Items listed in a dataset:

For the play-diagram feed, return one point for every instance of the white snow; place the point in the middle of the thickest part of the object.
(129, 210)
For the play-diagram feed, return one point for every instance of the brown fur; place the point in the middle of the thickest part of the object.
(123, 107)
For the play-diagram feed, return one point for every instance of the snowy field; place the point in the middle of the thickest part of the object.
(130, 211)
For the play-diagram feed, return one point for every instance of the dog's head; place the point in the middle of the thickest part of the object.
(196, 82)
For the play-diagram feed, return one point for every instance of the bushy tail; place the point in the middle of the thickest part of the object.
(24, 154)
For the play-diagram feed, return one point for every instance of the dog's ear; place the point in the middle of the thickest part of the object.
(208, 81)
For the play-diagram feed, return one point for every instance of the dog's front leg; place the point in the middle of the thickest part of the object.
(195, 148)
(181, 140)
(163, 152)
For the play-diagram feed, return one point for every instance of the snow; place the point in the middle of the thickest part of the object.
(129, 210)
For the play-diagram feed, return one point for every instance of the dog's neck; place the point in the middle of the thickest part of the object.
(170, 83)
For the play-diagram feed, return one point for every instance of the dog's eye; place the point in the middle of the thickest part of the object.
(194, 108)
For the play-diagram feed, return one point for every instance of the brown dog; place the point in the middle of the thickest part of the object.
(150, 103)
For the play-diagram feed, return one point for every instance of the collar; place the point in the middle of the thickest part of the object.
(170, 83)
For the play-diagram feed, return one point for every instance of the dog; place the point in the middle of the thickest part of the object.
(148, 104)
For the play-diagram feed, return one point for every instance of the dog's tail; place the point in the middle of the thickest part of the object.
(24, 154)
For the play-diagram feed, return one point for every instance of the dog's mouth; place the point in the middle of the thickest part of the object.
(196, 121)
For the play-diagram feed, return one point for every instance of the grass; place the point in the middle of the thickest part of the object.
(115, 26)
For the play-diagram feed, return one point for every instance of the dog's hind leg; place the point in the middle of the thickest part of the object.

Exercise description: Only the lines from the one that contains "of the snow;" to the end of the entries above should be given again, exactly and in full.

Task answer:
For the play-diagram feed, return one point for every instance of the snow; place the point in the middle of the thickest part of the object.
(129, 210)
For the play-diagram feed, return one point for every instance of the dog's neck; place the point in the middle of the thickest part of the object.
(170, 83)
For the play-diagram feed, return one point for every instance of the dog's eye; place the point in the middle of the thickest part of the object.
(194, 108)
For the play-diagram feed, return one point for every instance of the brown dog; place the point in the middle of the thickest part of the object.
(150, 103)
For the play-diagram feed, return one point for every instance of the collar; place the point in the middle of the thickest part of the object.
(170, 83)
For the play-diagram feed, return one point for every instance of the dog; place the point in the middle of the thickest part of the object.
(148, 104)
For the play-diagram feed, return one point for every instance of the dog's tail; place the point in the middle of the thickest part of the object.
(24, 154)
For the play-diagram feed, return one point for every instance of the dog's mouth; place the point in the middle of the thickest part of the object.
(196, 121)
For the play-diagram feed, return one point for every instance of the grass; place the point in the middle of the thickest part of the object.
(115, 26)
For the play-diagram feed, return one point for every instance of the dog's hind leg; place the point in the middle of the thickest part of the object.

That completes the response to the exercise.